#### [Selected excerpt]

.....

It sure has slowed down!! As he was growing up, it was constant, but honestly since he turned 2 it has slowed down quite a bit, even more so now that he is past that 2.5year mark.....thanks so much Spotted!


And to answer your question....as far as I know he is neither....breeder bred him for barrels, lol.....got the speed(well was supposed to) from his TB side, and his looks, and intelligence from his Paints/QH's side.....here is his bloodlines

Rodeo Time Paint


----------



## csimkunas6 (Apr 18, 2010)

3months later....just 3months short of his 3rd bday!

















All shaggy in his winter coat!


----------



## DraftyAiresMum (Jun 1, 2011)

Is it sad that when you said "All shaggy in his winter coat" and then I saw him, my first thought was "That looks like Aires' summer coat!"? ROFL!

.....

#### [Set task]
Write out the section of the horse forum thread that starts with the words "And to answer" and ends with the words "his 3rd bday!", keeping every character unchanged.

.....

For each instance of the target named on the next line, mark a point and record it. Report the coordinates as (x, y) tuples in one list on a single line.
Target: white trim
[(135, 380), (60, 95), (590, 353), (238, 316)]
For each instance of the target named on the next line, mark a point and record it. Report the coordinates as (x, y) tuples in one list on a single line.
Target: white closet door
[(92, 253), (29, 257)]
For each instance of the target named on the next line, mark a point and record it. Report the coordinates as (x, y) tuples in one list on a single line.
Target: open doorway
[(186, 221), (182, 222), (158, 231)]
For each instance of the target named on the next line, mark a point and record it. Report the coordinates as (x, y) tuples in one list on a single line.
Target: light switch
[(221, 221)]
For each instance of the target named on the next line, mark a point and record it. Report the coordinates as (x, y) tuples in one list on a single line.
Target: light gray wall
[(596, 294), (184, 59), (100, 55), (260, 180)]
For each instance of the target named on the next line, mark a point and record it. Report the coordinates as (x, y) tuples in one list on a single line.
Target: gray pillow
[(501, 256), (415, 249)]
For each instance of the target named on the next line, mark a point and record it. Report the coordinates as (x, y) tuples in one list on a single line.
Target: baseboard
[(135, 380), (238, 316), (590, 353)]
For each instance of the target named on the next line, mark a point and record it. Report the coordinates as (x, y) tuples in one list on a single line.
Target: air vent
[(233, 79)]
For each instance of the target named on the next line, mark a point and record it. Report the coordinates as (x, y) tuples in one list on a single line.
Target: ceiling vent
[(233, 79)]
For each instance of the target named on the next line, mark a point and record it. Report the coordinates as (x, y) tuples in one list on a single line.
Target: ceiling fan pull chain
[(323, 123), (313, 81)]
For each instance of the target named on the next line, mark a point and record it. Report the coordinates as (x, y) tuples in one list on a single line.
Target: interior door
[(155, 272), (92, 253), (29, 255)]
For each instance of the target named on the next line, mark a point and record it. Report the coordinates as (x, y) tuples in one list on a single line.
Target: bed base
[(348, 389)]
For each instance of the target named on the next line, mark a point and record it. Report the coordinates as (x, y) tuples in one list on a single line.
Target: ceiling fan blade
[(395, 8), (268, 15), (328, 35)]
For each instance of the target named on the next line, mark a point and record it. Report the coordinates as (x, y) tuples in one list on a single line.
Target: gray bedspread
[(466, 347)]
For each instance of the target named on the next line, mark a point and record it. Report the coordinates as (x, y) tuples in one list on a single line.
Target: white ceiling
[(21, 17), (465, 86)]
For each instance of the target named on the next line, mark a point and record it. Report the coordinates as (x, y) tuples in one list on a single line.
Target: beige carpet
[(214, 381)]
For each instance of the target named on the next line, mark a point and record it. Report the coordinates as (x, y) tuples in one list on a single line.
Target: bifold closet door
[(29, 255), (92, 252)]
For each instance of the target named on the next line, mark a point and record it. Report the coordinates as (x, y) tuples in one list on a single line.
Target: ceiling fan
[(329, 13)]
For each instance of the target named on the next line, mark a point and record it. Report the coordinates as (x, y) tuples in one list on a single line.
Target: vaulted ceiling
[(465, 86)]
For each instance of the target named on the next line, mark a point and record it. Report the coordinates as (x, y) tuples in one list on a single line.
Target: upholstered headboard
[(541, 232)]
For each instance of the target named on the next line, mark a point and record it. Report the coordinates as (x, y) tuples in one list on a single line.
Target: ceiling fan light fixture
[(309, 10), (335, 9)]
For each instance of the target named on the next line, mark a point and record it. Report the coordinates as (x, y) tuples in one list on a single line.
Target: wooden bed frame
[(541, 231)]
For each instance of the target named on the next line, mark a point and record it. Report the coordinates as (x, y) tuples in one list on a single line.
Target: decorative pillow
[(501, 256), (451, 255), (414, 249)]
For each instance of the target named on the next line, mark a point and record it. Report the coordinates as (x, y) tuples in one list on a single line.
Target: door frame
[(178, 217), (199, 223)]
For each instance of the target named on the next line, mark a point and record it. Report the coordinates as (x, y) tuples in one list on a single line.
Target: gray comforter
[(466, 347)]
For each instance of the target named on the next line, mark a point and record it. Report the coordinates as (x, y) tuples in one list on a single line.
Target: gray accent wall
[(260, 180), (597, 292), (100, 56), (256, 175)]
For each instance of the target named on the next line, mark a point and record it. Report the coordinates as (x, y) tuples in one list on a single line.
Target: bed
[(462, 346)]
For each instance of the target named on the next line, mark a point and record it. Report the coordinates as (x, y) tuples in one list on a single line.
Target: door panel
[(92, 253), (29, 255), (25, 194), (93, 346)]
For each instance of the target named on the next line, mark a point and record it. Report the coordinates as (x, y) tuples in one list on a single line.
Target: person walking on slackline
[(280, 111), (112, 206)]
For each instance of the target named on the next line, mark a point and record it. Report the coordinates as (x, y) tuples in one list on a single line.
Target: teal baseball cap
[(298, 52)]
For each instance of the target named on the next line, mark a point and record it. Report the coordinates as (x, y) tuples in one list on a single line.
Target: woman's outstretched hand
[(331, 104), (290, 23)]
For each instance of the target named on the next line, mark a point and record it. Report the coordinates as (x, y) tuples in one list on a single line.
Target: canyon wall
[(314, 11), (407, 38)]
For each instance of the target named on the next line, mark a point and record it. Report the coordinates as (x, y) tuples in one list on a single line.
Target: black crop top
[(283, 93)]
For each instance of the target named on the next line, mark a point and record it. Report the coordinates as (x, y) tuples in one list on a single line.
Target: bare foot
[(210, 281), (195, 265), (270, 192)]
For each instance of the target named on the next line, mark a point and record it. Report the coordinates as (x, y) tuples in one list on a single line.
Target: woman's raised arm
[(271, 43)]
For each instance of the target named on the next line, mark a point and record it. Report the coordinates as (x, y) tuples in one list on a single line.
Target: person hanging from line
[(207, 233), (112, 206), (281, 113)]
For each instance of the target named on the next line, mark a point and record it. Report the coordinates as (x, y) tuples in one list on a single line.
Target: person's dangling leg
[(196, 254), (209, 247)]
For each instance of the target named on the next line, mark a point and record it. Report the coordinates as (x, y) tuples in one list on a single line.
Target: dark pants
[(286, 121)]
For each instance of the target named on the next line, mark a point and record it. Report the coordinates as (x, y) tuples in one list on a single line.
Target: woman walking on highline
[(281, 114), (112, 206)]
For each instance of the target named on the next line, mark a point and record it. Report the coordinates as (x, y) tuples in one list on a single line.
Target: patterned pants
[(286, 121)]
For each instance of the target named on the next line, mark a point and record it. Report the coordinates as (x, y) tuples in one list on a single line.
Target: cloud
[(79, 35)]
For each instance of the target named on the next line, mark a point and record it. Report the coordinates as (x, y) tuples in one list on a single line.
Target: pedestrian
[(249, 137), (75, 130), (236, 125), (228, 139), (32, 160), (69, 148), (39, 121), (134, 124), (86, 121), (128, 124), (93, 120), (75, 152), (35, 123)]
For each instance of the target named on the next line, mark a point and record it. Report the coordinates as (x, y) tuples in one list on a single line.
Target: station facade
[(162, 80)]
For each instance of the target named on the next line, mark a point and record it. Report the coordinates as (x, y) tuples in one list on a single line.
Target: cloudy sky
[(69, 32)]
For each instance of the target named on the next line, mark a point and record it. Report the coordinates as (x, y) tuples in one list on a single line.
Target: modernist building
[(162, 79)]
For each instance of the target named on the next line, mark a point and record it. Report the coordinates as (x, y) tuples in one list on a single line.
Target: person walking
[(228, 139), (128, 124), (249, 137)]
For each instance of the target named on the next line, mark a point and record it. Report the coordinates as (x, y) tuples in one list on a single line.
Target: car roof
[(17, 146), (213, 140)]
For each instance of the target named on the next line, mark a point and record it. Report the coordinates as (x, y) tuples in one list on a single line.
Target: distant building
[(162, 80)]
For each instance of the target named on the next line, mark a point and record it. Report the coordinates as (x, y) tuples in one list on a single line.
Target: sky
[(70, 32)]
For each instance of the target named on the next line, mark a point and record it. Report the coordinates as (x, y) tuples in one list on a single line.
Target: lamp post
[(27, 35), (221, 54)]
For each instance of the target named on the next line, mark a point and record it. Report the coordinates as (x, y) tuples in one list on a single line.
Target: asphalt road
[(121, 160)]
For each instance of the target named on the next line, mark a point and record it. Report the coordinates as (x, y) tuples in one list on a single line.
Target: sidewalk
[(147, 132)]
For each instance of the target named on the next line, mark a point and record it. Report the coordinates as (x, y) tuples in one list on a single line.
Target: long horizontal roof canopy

.....

#### [Solution to this exercise]
And to answer your question....as far as I know he is neither....breeder bred him for barrels, lol.....got the speed(well was supposed to) from his TB side, and his looks, and intelligence from his Paints/QH's side.....here is his bloodlines

Rodeo Time Paint


----------



## csimkunas6 (Apr 18, 2010)

3months later....just 3months short of his 3rd bday!